Texto fornecido:
____

Revelação da filosofia americana diz que país tem dificuldade para compreender quem são seus inimigos

EUA não sabem ter ódio, afirma ensaísta

JOÃO BATISTA NATALI
DA REPORTAGEM LOCAL

Lee Harris, 55, é empresário numa cidadezinha próxima a Atlanta, Estado da Geórgia. Escreveu contos de ficção científica e ensaios sobre política.
Seu último livro, "Civilization and Its Enemies, the Next Stage of History" (civilização e seus inimigos, o próximo estágio da história), lançado neste mês, foi comemorado por publicações conservadoras como a "Policy Review", do Instituto Hoover, como uma das revelações da filosofia americana após a Guerra Fria.
Ele diz em seu livro que os EUA se enfraquecem na medida em que não conseguem definir o que vem a ser um inimigo, no caso o extremismo islâmico. A própria idéia de inimigo é problemática na mentalidade do americano.

____

Informações fornecidas:
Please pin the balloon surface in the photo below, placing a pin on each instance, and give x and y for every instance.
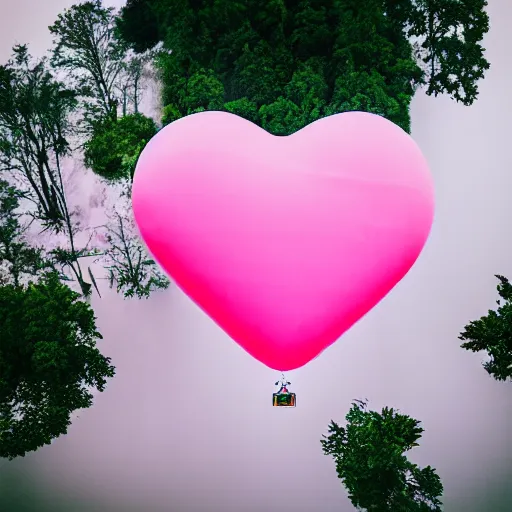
(285, 242)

____

Tarefas a realizar:
1/ Responda às perguntas sobre a reportagem a respeito de Lee Harris.
(a) Que idade tem Lee Harris?
(b) Que publicação do Instituto Hoover comemorou o último livro dele?
(c) Segundo o livro, que inimigo os EUA não conseguem definir?
2/ Transcreva da reportagem a respeito de Lee Harris o trecho que começa nas palavras "Revelação da filosofia" e termina logo após as palavras "ensaios sobre política.".
A listagem não é necessária para resolver as tarefas.

Respostas completas:
1/
(a) Lee Harris tem 55 anos.
(b) Foi a "Policy Review".
(c) É o extremismo islâmico.

2/
Revelação da filosofia americana diz que país tem dificuldade para compreender quem são seus inimigos

EUA não sabem ter ódio, afirma ensaísta

JOÃO BATISTA NATALI
DA REPORTAGEM LOCAL

Lee Harris, 55, é empresário numa cidadezinha próxima a Atlanta, Estado da Geórgia. Escreveu contos de ficção científica e ensaios sobre política.